### [Exercise]
Transcribe the data below verbatim, leaving out the pictures.

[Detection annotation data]
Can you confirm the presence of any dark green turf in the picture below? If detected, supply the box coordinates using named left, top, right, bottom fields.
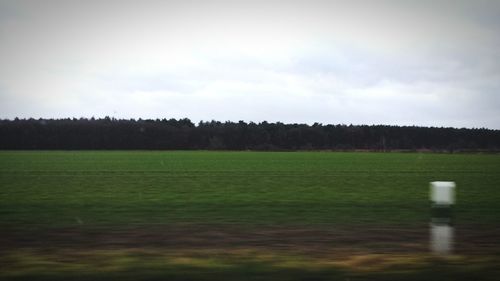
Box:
left=0, top=151, right=500, bottom=227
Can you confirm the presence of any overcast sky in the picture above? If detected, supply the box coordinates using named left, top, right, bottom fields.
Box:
left=0, top=0, right=500, bottom=129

### [Answer]
Can you confirm the presence of any dark green turf in the picture below? If detected, supply the box coordinates using named left, top, right, bottom fields.
Box:
left=0, top=151, right=500, bottom=227
Can you confirm the presence of any overcast sky in the picture above? If detected, supply the box coordinates using named left, top, right, bottom fields.
Box:
left=0, top=0, right=500, bottom=129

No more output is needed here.